[Referring expression pointing data]
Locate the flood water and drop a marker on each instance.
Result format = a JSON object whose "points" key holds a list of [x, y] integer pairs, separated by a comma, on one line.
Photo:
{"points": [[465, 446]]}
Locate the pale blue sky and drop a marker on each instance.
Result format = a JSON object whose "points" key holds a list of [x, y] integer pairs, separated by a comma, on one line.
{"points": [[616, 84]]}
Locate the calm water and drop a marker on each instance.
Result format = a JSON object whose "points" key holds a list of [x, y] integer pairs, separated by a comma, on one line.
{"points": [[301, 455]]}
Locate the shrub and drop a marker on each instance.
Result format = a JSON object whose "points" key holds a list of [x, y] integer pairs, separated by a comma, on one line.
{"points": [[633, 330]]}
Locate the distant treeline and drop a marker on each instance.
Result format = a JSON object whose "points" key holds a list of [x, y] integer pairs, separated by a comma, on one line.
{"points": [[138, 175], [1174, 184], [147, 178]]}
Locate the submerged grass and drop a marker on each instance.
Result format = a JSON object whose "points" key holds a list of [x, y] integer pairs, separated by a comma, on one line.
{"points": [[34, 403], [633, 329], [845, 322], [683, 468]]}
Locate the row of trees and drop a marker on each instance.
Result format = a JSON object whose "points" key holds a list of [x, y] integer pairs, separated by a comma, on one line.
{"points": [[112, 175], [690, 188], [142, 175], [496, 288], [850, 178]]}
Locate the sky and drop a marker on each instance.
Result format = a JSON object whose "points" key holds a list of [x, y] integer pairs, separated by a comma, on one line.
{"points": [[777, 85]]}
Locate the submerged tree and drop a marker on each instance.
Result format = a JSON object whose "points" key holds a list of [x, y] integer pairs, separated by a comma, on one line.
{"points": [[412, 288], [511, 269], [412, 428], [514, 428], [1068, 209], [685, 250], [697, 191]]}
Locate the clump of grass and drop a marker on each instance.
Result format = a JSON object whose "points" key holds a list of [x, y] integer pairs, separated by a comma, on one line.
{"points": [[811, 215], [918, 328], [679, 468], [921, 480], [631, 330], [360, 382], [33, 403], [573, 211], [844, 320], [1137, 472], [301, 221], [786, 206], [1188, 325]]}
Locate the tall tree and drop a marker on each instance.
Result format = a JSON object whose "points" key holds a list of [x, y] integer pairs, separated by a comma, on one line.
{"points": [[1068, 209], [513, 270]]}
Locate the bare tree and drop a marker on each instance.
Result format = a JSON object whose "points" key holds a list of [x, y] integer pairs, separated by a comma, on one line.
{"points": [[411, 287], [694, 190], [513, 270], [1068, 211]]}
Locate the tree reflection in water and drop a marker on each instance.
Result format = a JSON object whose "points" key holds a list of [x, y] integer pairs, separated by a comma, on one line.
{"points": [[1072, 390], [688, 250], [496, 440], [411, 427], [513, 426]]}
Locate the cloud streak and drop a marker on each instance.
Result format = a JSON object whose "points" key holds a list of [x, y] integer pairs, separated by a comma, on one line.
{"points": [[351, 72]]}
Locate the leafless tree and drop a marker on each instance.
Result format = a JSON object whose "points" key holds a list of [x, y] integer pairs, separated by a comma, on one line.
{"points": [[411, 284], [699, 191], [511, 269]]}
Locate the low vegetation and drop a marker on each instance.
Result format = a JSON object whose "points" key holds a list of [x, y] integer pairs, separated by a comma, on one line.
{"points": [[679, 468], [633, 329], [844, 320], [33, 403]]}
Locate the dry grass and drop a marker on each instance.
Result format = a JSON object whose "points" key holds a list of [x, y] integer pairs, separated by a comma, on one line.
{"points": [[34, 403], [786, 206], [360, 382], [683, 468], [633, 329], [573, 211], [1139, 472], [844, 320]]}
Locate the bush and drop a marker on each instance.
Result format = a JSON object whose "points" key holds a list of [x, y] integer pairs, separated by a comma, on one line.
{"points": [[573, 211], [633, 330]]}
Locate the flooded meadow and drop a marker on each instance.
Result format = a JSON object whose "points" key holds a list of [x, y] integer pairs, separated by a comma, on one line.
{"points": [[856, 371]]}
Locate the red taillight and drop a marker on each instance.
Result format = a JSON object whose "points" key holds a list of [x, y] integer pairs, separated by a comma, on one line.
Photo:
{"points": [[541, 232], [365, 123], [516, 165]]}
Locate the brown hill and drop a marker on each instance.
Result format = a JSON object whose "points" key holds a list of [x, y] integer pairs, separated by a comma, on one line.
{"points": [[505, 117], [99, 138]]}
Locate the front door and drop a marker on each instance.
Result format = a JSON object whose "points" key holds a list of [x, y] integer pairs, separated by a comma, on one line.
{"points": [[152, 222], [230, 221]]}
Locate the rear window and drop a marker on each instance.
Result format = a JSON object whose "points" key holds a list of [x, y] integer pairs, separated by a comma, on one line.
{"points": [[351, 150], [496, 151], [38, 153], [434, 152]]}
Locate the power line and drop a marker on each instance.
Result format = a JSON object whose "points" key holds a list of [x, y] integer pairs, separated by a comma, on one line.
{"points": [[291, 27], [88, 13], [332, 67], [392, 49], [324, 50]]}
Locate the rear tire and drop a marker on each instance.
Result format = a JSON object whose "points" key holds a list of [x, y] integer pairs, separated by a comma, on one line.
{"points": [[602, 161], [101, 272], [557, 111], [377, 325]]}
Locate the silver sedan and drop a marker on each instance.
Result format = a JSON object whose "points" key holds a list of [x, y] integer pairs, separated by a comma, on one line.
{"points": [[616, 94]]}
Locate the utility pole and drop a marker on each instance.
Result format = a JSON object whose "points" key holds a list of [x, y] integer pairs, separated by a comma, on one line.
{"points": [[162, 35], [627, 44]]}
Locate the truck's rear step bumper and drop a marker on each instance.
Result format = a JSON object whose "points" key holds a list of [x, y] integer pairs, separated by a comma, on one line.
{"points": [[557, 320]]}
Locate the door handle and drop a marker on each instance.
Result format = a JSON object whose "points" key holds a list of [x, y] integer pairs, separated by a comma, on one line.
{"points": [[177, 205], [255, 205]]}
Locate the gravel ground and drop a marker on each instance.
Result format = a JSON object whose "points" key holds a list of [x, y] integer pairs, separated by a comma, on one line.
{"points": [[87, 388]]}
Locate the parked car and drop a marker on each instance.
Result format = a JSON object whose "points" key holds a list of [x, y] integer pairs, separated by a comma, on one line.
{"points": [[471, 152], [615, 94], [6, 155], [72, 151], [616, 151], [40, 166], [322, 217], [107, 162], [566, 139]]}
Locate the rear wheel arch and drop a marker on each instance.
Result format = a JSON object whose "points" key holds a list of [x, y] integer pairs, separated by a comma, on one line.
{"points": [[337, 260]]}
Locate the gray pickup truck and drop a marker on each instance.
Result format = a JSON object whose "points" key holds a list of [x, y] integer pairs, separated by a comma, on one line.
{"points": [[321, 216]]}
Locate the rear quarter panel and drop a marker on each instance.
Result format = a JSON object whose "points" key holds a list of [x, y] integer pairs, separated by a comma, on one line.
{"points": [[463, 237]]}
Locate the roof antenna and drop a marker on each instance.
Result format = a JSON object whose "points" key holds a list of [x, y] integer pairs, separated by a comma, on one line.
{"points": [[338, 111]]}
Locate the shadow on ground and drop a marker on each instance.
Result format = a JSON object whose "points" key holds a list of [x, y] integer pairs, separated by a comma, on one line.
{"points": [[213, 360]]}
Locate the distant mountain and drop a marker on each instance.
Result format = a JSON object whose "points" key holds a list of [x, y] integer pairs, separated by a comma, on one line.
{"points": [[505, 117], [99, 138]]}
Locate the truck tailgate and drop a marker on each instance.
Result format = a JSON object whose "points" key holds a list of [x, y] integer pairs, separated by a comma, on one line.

→ **PROBLEM DESCRIPTION**: Out of the preceding entries, pull every line containing the string "grass".

→ **WRITTEN RESPONSE**:
Locate the submerged grass and drop a marker on each instance.
Locate the clump of grass and drop a marker on each instance.
Locate the dry grass and drop a marker on each instance.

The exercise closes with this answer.